> INSTRUÇÃO A: Extraia na íntegra o trecho sobre a imputação objetiva no Direito Penal, sem alterar nenhuma palavra ou sinal.
═══ TRECHO DO DOCUMENTO
Por outro lado, a desaprovação da conduta poderia ser excluída se se fizessem presentes: i) o risco permitido; ii) contribuição para a autocolocação em perigo e iii) contribuições socialmente neutras. São chamadas de excludentes da desaprovação do risco. No entanto, deixo de tecer comentários sobre elas por não interessarem, neste momento, para o desenvolvimento do raciocínio do presente estudo.

4. DO DESVALOR DO RESULTADO: A REALIZAÇÃO DO RISCO

Como dito nas primeiras linhas do trabalho, a teoria da imputação objetiva se fundamenta no desvalor da ação e no desvalor do resultado, sobre o primeiro aspecto já se discorreu nos tópicos acima, passa-se agora à análise do desvalor do resultado.
Nesta parte, investiga-se a realização do risco e sua crucial importância para que o autor possa responder pelo delito consumado. A doutrina busca fundamentar o desvalor do resultando, valendo-se, novamente, da finalidade principal do Direito Penal: a idéia de proteção de bens jurídicos e a prevenção geral negativa.
Conforme assevera o autor Luís Greco:
(...) se a ação proibida de fato desemboca numa lesão, o autor terá feito justamente aquilo que o Direito Penal queria impedir, o que justifica um desvalor do resultado adicional ao desvalor da ação. Se a ação proibida que atinge a sua meta, a lesão ao bem jurídico, recebesse tratamento idêntico ao da mera ação proibida, o direito estaria manifestando que ele pune pela mera desobediência. (...) o Direito Penal pune ações humanas. O desvalor do resultado existe apenas em relação a um determinado desvalor da ação, porque a proteção dos bens jurídicos que o Direito Penal almeja é uma proteção contra ações.
Para o referido autor, a importância da realização do risco reside justamente no fato de que se o resultado ocorrer por razões que não guardem qualquer relação com os motivos que levaram à proibição da conduta, não haverá desvalor do resultado, porque estará quebrada a íntima conexão que deve existir entre ele e o desvalor da ação. Em tais casos, afirma ele, apenas existiria uma "tentativa culposa" em concurso formal com uma causação permitida do resultado.
══════
═══ DADOS DO EXERCÍCIO
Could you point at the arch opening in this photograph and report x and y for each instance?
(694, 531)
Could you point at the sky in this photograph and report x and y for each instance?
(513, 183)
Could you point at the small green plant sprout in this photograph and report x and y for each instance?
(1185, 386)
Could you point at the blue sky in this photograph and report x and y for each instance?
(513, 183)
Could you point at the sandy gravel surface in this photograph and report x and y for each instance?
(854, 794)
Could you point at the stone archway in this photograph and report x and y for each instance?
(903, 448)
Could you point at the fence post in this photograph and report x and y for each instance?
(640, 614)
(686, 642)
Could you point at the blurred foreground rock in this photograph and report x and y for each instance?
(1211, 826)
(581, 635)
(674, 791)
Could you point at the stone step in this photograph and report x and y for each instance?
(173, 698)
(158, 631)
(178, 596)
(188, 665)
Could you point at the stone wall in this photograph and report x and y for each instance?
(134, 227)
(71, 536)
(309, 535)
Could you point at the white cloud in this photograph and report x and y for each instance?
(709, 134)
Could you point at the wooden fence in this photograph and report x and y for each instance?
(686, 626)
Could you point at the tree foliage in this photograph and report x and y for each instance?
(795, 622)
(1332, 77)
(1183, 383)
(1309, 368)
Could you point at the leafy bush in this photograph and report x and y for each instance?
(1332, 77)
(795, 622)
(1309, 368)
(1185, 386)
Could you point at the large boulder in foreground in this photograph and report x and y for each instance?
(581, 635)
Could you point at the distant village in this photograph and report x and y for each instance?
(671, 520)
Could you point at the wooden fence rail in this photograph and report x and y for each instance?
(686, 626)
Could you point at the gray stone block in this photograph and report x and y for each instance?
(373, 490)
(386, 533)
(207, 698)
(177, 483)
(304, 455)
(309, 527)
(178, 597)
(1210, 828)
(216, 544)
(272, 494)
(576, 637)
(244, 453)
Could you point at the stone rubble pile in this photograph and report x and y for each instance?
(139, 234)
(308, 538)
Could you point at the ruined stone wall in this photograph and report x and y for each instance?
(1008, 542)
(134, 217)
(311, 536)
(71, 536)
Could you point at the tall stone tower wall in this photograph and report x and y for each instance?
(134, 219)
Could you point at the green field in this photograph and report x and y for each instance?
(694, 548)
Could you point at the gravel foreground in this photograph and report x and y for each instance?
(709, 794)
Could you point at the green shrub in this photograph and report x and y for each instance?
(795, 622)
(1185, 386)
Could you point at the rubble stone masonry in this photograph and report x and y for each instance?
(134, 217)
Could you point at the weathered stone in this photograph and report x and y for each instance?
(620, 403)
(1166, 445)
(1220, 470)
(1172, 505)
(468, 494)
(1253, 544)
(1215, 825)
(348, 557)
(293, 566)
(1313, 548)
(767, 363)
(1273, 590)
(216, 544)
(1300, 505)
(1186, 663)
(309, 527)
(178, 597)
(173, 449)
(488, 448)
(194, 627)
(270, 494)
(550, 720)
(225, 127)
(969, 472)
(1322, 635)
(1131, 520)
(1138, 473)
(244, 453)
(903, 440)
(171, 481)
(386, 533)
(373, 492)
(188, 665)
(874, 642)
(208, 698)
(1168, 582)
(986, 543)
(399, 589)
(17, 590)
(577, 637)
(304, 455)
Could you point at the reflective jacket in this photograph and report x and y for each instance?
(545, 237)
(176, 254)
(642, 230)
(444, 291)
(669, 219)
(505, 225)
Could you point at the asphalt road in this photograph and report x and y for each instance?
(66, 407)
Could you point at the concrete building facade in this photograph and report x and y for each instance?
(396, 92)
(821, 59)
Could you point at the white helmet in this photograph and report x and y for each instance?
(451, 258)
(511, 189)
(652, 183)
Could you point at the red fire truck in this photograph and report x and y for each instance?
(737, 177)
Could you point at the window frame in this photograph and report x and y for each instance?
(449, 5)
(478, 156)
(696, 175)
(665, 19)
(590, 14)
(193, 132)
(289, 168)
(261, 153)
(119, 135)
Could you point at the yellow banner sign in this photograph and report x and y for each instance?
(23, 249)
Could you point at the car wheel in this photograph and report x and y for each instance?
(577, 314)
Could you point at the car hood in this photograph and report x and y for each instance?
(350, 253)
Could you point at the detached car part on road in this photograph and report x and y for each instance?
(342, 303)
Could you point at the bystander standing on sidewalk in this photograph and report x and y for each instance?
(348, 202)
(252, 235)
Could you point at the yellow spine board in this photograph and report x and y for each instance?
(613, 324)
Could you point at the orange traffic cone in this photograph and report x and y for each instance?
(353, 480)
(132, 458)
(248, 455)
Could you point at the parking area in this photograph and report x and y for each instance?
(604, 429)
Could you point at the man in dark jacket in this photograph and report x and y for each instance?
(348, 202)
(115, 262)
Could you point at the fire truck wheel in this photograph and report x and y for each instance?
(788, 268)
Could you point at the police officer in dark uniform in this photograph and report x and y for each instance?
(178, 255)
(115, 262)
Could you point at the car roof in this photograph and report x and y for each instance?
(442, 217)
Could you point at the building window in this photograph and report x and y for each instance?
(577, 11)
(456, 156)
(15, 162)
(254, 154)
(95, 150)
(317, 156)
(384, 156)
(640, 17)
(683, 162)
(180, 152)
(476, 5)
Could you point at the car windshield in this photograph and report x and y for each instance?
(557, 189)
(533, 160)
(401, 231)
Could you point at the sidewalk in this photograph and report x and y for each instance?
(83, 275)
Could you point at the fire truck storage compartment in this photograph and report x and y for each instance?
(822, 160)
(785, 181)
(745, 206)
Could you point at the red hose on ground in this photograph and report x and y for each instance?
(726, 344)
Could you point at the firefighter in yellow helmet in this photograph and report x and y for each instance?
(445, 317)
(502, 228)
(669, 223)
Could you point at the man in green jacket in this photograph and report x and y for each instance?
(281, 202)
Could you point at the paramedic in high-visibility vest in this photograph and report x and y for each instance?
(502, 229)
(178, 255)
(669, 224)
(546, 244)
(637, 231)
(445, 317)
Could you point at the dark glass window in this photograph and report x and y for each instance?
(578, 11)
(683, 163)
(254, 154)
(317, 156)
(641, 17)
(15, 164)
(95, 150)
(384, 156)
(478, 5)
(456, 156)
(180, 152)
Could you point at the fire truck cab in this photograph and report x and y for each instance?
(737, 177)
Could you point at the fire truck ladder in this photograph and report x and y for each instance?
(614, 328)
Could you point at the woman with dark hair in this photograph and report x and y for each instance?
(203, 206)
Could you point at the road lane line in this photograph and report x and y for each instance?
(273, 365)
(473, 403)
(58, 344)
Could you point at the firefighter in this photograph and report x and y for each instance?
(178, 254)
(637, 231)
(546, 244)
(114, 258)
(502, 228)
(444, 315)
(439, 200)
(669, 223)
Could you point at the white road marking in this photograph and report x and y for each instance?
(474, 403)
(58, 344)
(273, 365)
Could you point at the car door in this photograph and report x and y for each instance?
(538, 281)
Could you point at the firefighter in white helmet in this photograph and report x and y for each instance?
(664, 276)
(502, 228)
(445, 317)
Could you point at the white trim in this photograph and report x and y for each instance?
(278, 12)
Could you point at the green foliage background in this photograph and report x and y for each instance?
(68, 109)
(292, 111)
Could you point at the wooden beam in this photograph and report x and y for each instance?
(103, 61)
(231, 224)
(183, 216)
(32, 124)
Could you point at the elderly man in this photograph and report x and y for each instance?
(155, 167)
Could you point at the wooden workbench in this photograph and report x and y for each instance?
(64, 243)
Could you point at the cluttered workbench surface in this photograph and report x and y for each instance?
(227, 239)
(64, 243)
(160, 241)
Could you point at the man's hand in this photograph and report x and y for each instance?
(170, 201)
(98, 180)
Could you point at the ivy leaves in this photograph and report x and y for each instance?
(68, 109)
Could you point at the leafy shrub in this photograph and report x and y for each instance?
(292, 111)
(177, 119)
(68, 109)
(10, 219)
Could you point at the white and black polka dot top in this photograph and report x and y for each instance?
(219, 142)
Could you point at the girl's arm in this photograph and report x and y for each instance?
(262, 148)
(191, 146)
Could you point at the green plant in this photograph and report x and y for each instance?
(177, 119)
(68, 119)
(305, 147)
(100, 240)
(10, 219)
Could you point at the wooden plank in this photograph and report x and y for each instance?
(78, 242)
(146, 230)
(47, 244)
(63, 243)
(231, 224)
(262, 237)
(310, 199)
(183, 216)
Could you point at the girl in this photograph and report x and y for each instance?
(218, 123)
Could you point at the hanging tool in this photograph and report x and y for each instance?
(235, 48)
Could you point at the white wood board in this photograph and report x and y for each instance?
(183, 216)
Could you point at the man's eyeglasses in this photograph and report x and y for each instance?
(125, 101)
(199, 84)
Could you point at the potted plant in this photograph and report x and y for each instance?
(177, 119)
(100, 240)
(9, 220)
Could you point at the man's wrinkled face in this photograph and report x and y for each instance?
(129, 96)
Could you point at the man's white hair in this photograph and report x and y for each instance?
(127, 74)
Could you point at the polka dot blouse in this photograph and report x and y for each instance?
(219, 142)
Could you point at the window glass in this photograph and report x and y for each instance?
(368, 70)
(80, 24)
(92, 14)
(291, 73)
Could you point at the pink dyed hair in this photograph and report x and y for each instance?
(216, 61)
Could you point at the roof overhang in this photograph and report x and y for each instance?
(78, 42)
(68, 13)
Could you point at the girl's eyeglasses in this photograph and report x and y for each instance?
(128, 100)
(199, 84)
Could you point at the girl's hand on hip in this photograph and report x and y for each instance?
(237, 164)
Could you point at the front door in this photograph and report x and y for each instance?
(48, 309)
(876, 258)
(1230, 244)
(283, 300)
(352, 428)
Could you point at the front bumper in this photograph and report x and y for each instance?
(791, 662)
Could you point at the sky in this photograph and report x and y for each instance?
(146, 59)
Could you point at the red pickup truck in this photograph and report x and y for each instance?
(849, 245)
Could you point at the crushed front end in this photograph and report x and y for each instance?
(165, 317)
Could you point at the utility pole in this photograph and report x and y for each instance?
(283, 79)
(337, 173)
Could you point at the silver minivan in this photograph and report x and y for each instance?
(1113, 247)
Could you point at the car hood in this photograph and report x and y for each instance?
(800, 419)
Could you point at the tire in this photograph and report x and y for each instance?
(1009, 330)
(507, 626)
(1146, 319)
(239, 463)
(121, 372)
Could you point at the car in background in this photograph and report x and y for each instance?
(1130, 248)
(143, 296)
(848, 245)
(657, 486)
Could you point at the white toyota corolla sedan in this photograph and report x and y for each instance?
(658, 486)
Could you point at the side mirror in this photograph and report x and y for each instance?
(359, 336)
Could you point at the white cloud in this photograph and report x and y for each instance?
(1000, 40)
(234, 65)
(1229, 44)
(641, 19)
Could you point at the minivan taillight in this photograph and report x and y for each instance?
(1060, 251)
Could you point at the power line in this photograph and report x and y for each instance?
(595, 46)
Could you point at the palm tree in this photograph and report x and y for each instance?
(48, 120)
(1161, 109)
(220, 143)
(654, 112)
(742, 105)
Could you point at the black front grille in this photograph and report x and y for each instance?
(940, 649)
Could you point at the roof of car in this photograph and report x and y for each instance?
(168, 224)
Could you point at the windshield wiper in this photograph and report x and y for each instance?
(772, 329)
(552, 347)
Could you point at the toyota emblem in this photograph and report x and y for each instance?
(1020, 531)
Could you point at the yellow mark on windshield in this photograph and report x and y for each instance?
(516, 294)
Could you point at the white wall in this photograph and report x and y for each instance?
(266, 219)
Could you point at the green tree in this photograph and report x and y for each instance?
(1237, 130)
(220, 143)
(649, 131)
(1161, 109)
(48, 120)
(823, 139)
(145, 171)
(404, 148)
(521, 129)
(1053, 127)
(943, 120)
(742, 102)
══════
> INSTRUÇÃO B: Separe todas as linhas das entradas acima que contêm a palavra "board", levando em conta a diferença entre maiúsculas e minúsculas.

> RESPOSTA DO EXERCÍCIO A:
Por outro lado, a desaprovação da conduta poderia ser excluída se se fizessem presentes: i) o risco permitido; ii) contribuição para a autocolocação em perigo e iii) contribuições socialmente neutras. São chamadas de excludentes da desaprovação do risco. No entanto, deixo de tecer comentários sobre elas por não interessarem, neste momento, para o desenvolvimento do raciocínio do presente estudo.

4. DO DESVALOR DO RESULTADO: A REALIZAÇÃO DO RISCO

Como dito nas primeiras linhas do trabalho, a teoria da imputação objetiva se fundamenta no desvalor da ação e no desvalor do resultado, sobre o primeiro aspecto já se discorreu nos tópicos acima, passa-se agora à análise do desvalor do resultado.
Nesta parte, investiga-se a realização do risco e sua crucial importância para que o autor possa responder pelo delito consumado. A doutrina busca fundamentar o desvalor do resultando, valendo-se, novamente, da finalidade principal do Direito Penal: a idéia de proteção de bens jurídicos e a prevenção geral negativa.
Conforme assevera o autor Luís Greco:
(...) se a ação proibida de fato desemboca numa lesão, o autor terá feito justamente aquilo que o Direito Penal queria impedir, o que justifica um desvalor do resultado adicional ao desvalor da ação. Se a ação proibida que atinge a sua meta, a lesão ao bem jurídico, recebesse tratamento idêntico ao da mera ação proibida, o direito estaria manifestando que ele pune pela mera desobediência. (...) o Direito Penal pune ações humanas. O desvalor do resultado existe apenas em relação a um determinado desvalor da ação, porque a proteção dos bens jurídicos que o Direito Penal almeja é uma proteção contra ações.
Para o referido autor, a importância da realização do risco reside justamente no fato de que se o resultado ocorrer por razões que não guardem qualquer relação com os motivos que levaram à proibição da conduta, não haverá desvalor do resultado, porque estará quebrada a íntima conexão que deve existir entre ele e o desvalor da ação. Em tais casos, afirma ele, apenas existiria uma "tentativa culposa" em concurso formal com uma causação permitida do resultado.

> RESPOSTA DO EXERCÍCIO B:
Could you point at the yellow spine board in this photograph and report x and y for each instance?
Could you point at the white wood board in this photograph and report x and y for each instance?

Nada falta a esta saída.